*TASK DESCRIPTION*:
Return, word for word, the passage of the connector performance page that starts with the words containing "Click to zoom: Click" and finishes with "and call relationships.".

*DOCUMENT SECTION*:
Connector Performance Analysis

Performance profiling helps you identify bottlenecks and optimize your connector's performance by analyzing CPU usage and code execution time. We provide performance profiling with flamegraphs for many connector SDK syncs.

Flamegraph overview

Flamegraphs are visual representations of your connector's CPU usage and execution time. Understanding how to read them is essential for identifying performance bottlenecks and optimizing your connector. For more details, see the official CPU flamegraph documentation.

A flamegraph is a visualization where:

X-axis (width) represents the percentage of total CPU time consumed by a function
Y-axis (height) represents the call stack depth (functions calling other functions)
Colors are typically assigned randomly and have no specific meaning (though some tools use color to indicate different modules or languages)

Additional resources:

py-spy documentation
Brendan Gregg's flamegraph guide - Original flamegraph implementation

How to interpret a flamegraph?

Most flamegraph viewers support:

Click to zoom: Click a box to zoom into that subtree
Search: Search for specific function names
Hover: View exact percentages and function details
Reset: Return to the full view

See sections below to learn how to read the stack, and understand width and call relationships.

*LISTED ENTRIES*:
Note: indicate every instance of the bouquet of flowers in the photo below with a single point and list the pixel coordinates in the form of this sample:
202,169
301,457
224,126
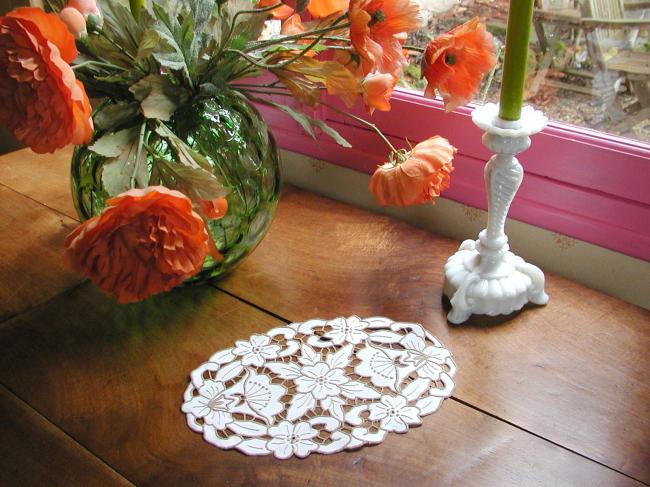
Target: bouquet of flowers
154,177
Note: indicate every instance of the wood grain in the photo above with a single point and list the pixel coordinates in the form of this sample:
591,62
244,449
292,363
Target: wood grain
32,450
113,378
31,249
575,372
44,178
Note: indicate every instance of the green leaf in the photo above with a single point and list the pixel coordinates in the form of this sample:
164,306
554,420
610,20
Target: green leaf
126,166
307,123
115,114
196,182
148,44
238,28
174,49
338,138
202,14
120,26
158,97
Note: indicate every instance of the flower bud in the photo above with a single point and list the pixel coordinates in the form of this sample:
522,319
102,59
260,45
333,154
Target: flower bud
94,22
86,7
74,21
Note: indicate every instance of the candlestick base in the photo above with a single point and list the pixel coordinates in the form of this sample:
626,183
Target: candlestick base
483,286
484,277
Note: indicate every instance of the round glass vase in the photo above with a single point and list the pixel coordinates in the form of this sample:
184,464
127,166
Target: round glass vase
242,152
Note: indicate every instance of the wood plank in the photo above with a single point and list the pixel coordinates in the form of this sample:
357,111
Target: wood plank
34,451
575,371
44,178
31,249
113,378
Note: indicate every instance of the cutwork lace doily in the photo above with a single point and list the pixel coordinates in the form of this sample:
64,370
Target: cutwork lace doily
319,386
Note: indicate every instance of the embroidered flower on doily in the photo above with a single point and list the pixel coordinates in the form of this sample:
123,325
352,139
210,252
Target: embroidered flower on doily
289,439
427,360
380,365
262,396
212,405
320,380
350,330
256,350
394,413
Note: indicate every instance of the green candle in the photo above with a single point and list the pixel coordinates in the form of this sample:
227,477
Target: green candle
520,18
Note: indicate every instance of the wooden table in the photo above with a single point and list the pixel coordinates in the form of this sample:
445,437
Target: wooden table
91,391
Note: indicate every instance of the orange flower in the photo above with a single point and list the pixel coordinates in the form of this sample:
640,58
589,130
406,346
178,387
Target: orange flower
74,21
324,8
422,175
304,76
455,63
41,102
280,13
292,26
214,209
86,7
377,32
145,242
377,90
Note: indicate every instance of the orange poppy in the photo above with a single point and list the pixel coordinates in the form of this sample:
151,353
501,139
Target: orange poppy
324,8
41,102
417,176
455,63
145,242
377,90
377,32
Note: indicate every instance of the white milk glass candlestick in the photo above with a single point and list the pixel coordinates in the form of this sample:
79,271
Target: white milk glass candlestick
484,277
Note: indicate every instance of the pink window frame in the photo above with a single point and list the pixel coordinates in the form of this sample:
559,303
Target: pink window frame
582,183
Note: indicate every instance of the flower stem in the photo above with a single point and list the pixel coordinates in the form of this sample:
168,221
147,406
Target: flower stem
414,48
260,45
370,125
97,63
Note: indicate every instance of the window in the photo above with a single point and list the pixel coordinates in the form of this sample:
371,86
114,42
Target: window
598,78
587,173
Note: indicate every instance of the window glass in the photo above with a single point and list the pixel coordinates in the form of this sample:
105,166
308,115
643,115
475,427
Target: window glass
589,61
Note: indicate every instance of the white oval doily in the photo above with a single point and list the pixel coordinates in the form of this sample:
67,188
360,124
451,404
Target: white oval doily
319,386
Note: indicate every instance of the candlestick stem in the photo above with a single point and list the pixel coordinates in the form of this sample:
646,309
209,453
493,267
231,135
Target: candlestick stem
484,277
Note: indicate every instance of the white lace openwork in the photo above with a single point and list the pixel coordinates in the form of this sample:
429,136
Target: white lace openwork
321,386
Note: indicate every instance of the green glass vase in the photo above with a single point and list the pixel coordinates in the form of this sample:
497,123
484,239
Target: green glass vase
242,152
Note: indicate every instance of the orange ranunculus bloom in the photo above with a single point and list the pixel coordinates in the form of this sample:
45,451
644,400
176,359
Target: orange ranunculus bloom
377,32
324,8
377,90
455,63
145,242
280,13
41,102
214,209
421,176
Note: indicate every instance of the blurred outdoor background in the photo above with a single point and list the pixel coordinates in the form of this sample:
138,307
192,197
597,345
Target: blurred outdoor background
589,60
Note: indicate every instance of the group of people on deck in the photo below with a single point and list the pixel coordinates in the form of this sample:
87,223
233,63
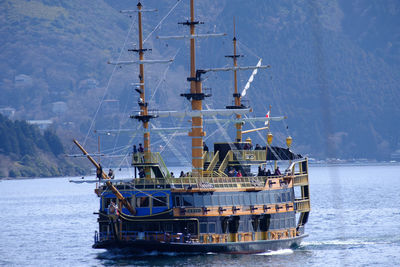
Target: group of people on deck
234,173
264,172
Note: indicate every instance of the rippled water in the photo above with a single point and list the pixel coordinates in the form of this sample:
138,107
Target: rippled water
355,221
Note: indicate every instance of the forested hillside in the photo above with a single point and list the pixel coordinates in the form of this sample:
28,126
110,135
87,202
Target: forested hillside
334,68
26,152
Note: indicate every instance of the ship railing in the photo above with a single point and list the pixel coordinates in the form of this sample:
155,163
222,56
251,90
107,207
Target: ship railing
302,205
156,236
225,162
213,162
154,158
249,155
208,156
162,166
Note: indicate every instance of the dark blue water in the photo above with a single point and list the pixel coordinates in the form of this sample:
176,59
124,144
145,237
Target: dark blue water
355,221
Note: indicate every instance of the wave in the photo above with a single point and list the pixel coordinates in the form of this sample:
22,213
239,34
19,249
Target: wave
286,251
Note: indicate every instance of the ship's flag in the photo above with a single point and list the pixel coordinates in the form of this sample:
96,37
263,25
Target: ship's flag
267,121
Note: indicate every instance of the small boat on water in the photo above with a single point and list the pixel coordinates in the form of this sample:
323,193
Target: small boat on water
227,203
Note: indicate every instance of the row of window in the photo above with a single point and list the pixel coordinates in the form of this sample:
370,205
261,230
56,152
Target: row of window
249,225
141,201
233,199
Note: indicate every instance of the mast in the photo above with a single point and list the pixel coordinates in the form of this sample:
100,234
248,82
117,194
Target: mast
195,88
196,97
144,108
236,95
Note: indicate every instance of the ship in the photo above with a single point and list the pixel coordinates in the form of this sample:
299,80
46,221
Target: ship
227,203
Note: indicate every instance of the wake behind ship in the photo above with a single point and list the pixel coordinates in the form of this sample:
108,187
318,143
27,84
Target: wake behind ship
228,203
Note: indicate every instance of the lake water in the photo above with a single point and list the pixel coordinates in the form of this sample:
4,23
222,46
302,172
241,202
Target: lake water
355,221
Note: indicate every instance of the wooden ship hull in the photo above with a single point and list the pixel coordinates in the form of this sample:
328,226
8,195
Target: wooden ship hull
250,214
224,205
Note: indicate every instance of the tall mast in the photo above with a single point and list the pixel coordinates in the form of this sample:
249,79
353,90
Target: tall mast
236,95
196,90
144,116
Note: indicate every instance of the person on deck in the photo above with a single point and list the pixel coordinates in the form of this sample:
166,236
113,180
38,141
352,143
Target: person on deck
141,149
135,157
99,172
141,173
259,171
205,148
111,174
235,173
277,171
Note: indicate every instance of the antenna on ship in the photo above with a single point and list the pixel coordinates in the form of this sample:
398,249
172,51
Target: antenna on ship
236,95
144,116
196,95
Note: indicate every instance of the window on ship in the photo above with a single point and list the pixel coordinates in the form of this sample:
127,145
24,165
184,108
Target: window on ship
159,201
107,201
211,227
203,227
177,201
188,200
142,202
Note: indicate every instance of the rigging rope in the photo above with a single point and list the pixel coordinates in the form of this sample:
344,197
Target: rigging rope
108,84
161,21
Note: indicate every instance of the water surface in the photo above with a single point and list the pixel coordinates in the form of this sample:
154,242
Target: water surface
355,221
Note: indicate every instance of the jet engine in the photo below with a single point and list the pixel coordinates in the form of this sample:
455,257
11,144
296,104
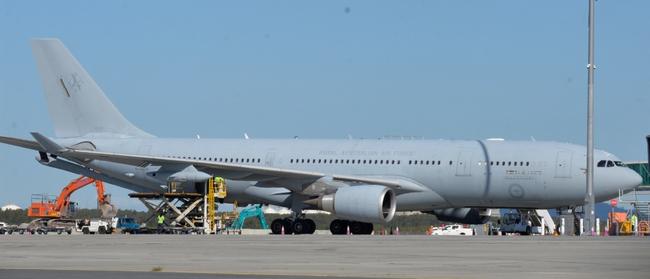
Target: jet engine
463,215
366,203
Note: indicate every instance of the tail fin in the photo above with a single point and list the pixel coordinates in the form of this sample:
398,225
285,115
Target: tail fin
77,106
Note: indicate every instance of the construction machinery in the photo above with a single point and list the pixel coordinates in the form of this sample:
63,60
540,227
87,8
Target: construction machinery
52,212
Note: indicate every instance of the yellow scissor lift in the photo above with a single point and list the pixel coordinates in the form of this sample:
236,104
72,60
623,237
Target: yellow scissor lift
216,189
183,209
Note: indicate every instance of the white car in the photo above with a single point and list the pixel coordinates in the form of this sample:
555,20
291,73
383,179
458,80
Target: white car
452,230
97,226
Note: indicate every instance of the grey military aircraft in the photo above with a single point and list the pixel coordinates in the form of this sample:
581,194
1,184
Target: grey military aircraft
360,181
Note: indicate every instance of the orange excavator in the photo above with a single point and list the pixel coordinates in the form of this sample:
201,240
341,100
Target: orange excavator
49,208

*TASK RESPONSE*:
Click to zoom: Click a box to zoom into that subtree
Search: Search for specific function names
Hover: View exact percentages and function details
Reset: Return to the full view

See sections below to learn how to read the stack, and understand width and call relationships.